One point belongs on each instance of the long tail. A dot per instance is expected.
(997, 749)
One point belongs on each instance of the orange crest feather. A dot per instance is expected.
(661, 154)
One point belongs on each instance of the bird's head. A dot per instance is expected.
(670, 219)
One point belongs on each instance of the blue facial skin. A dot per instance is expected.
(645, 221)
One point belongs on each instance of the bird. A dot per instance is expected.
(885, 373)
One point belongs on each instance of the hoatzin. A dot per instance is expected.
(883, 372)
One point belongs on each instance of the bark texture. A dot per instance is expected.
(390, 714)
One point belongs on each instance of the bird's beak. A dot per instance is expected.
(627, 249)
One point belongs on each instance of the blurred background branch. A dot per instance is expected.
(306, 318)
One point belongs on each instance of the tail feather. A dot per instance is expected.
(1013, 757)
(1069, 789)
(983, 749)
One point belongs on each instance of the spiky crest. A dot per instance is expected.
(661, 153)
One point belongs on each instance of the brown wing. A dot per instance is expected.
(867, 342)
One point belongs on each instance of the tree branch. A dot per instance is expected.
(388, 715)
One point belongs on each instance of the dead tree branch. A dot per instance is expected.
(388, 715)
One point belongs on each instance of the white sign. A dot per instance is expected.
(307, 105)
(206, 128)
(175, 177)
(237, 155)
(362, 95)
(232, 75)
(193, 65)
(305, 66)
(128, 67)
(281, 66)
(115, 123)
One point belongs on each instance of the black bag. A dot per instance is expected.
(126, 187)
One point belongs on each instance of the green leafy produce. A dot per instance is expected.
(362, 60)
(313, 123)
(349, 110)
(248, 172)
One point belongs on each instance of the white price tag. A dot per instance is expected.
—————
- _Aim_: Rewrite the records, starting with the line that contains "One point belongs on each instance of the blue" and continuing through the end of the records. Keep every line, requests included, and scale each coordinate in the answers by multiplying it by 0.45 and rounding to a whole number, with halves rounded up.

- _Task result_:
One point belongs on each instance of the blue facial skin. A dot per instance is expected.
(290, 99)
One point belongs on each instance of the bird. A dot per instance is expected.
(398, 168)
One point belongs on each instance of the hoatzin. A dot per instance is expected.
(397, 167)
One point belongs on each instance of the bark texture. A dot per instance is expected.
(176, 321)
One point belongs on each instance of the bird's beak. A dot per instance is expected.
(282, 112)
One point belongs on each instance of the blurred background branch. A dot per instance is expected.
(138, 143)
One point belongs on each instance of the tail feather. A dot per instance is expected.
(456, 341)
(481, 355)
(442, 337)
One point belongs on each instance of the spiky crest. A dot per instance is expected.
(297, 69)
One point belongs on each instance of the brown wing. A dot per instance is expected.
(390, 154)
One point belongs on each instance of the tree branch. A dot per instance is expected.
(175, 322)
One point belongs on each instance of the dead tree branch. A dot per instance is expected.
(175, 322)
One point belongs on each instance of the white sign. A dot per instance is expected.
(138, 47)
(93, 58)
(79, 80)
(107, 70)
(163, 43)
(104, 34)
(87, 29)
(137, 30)
(58, 30)
(126, 30)
(52, 55)
One point belongs on each instance of the black bag. A dot per instance is expected.
(57, 84)
One point belongs on each instance of the green leafy produce. A dot per instance is expected.
(163, 27)
(141, 55)
(157, 50)
(112, 77)
One point belongs on each instance of the white price tag. A dot per instance is expected.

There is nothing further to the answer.